● YOUR GOAL:
Write out the whole listing word for word.

● EXTRACTED INFORMATION:
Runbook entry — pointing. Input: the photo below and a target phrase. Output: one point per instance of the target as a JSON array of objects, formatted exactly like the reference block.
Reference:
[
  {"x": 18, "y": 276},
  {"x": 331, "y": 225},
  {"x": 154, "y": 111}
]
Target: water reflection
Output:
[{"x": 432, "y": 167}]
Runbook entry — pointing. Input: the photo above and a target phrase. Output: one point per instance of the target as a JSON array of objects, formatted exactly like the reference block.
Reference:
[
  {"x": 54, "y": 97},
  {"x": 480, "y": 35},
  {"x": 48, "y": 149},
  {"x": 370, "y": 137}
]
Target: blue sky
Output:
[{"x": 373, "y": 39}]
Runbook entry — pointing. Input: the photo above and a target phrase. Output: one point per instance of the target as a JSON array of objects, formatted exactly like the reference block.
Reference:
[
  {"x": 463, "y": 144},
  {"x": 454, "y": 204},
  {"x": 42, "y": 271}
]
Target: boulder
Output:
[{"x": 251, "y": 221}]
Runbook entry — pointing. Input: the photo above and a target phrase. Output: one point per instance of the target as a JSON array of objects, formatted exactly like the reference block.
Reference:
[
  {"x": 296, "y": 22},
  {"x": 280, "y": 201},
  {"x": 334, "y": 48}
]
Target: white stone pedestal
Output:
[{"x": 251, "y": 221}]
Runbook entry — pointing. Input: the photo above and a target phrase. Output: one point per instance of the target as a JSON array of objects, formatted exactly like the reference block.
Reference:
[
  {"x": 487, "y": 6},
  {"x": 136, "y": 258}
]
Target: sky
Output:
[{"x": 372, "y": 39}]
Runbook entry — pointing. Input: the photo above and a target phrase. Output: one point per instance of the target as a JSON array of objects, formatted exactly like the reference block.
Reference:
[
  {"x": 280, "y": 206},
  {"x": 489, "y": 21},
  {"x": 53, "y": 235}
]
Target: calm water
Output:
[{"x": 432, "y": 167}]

● RESULT FOR THIS TASK:
Runbook entry — pointing. Input: the photo below and a target phrase. Output: one point per instance of the target as a JSON array of objects, formatted exactly like the reference block.
Reference:
[
  {"x": 18, "y": 276},
  {"x": 331, "y": 225},
  {"x": 154, "y": 111}
]
Target: water reflection
Output:
[{"x": 432, "y": 167}]
Runbook entry — pointing. Input: the photo above and a target phrase. Output: one point per instance of the target as a JSON array of objects, formatted exactly like the reference block.
Reference:
[
  {"x": 54, "y": 97},
  {"x": 480, "y": 35},
  {"x": 48, "y": 149},
  {"x": 370, "y": 137}
]
Target: blue sky
Output:
[{"x": 373, "y": 39}]
Runbook entry — pointing. Input: the photo above and a target phrase. Output: one point per instance of the target as a JSON array of objects, formatted exactly like the reference block.
Reference:
[
  {"x": 463, "y": 144},
  {"x": 454, "y": 204},
  {"x": 42, "y": 271}
]
Target: boulder
Output:
[{"x": 251, "y": 221}]
Runbook entry — pointing. Input: the photo above and a target phrase. Output: one point per instance of the target as a JSON array of objects, formatted exactly like the reference block.
Reference:
[
  {"x": 296, "y": 22},
  {"x": 280, "y": 201},
  {"x": 334, "y": 48}
]
Target: white stone pedestal
Output:
[{"x": 251, "y": 221}]
Runbook entry — pointing. Input: the photo above and a target phrase. Output: one point per instance of the target as a JSON array of objects, formatted exactly like the reference block.
Reference:
[
  {"x": 487, "y": 6},
  {"x": 136, "y": 258}
]
Target: sky
Output:
[{"x": 372, "y": 39}]
Runbook entry — pointing. Input: the photo above and a target phrase. Output: one point per instance of the target as a JSON array of objects, formatted exactly like the reference block.
Reference:
[
  {"x": 280, "y": 206},
  {"x": 489, "y": 21},
  {"x": 53, "y": 235}
]
Target: calm water
Output:
[{"x": 432, "y": 167}]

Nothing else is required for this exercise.